AIM OF THE TASK: All of the entries should be written out again exactly.

[INFORMATION PROVIDED — start]

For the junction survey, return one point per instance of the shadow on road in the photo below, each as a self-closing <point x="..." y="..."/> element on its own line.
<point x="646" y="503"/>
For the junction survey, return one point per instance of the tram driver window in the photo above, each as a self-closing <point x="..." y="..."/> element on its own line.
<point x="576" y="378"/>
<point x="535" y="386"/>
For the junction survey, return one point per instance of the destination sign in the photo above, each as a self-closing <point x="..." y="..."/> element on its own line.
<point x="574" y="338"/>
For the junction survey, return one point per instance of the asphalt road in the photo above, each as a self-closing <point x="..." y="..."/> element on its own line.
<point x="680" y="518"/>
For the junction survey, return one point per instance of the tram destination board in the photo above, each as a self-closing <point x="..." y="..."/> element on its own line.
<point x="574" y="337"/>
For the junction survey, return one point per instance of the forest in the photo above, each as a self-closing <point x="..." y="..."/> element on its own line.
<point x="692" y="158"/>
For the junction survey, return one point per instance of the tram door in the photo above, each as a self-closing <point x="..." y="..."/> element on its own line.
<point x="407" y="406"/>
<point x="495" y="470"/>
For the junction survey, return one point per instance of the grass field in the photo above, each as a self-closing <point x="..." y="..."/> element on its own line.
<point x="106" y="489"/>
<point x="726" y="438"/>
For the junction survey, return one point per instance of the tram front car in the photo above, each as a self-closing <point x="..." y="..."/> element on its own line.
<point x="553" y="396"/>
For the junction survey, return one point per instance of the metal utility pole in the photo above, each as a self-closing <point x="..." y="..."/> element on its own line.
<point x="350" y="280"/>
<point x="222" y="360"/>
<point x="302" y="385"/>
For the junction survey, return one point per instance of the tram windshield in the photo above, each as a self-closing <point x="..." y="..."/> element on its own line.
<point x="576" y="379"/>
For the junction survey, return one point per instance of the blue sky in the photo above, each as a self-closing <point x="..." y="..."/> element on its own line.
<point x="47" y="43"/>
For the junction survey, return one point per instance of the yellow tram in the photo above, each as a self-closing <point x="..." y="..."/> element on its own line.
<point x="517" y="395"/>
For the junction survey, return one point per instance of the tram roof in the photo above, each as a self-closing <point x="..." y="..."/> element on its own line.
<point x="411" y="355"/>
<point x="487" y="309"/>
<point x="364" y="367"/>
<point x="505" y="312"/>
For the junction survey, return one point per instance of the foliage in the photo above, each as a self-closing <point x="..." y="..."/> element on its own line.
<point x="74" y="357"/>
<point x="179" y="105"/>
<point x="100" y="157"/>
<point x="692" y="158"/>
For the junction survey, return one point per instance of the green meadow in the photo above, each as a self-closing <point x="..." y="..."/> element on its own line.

[INFORMATION PROVIDED — finish]

THE ANSWER:
For the junction survey, return one point per instance of the shadow on road in the photo below, each as a self-closing <point x="..." y="..."/> element on its own line.
<point x="646" y="503"/>
For the junction survey, return one point per instance of the tram driver window in the photo above, each as a self-closing <point x="..." y="..."/> element on its own line.
<point x="576" y="378"/>
<point x="535" y="386"/>
For the junction survey, return one point per instance of the destination sign in the photo above, each as a self-closing <point x="..." y="..."/> element on its own line.
<point x="574" y="338"/>
For the junction survey, return one point per instance of the asphalt road in the photo above, each as a self-closing <point x="..." y="..."/> element on its own line.
<point x="680" y="518"/>
For the junction survey, return one point per instance of the tram destination board in the photo above, each as a self-closing <point x="..." y="..."/> element on its own line.
<point x="574" y="337"/>
For the junction survey, return one point per instance of the forest in the photo above, each as a self-closing <point x="..." y="..."/> element on its own line.
<point x="692" y="158"/>
For the junction survey, return one point per instance of the tram door in the photo above, each as a self-closing <point x="..." y="..."/> element on its own line.
<point x="407" y="406"/>
<point x="495" y="470"/>
For the junction survey, return one point per instance of the grass field in the photo above, each as a self-closing <point x="..." y="..."/> element on its own line.
<point x="106" y="489"/>
<point x="726" y="438"/>
For the junction survey, return one point per instance of the tram front car in the photo above, each as a self-closing <point x="..." y="..."/> element on its own line.
<point x="553" y="396"/>
For the junction survey, return one point per instance of the metal utility pole in the photo above, each as a self-closing <point x="..." y="..."/> element on its own line.
<point x="350" y="280"/>
<point x="222" y="360"/>
<point x="302" y="385"/>
For the junction survey, return one point per instance of the tram windshield in the photo above, each as a self-closing <point x="..." y="..."/> element on its own line.
<point x="576" y="379"/>
For the junction survey, return one point per instance of the blue sky in the photo above, each as a self-closing <point x="..." y="..."/> element on its own line.
<point x="47" y="43"/>
For the junction survey, return one point per instance of the yellow tram in the photo above, each as a self-closing <point x="..." y="..."/> element on its own line.
<point x="517" y="395"/>
For the junction survey, return one point per instance of the tram roof in the photo above, each as a self-closing <point x="..." y="..."/> element on its own line.
<point x="411" y="355"/>
<point x="487" y="309"/>
<point x="364" y="367"/>
<point x="505" y="312"/>
For the junction survey, return one point per instance of the foliage in the photo above, each as a self-closing <point x="..." y="..."/> element on its own line.
<point x="74" y="357"/>
<point x="179" y="105"/>
<point x="100" y="157"/>
<point x="692" y="158"/>
For the junction survey, return one point per instance of the green meadow in the photo above, each as a self-closing <point x="..." y="..."/> element on its own line.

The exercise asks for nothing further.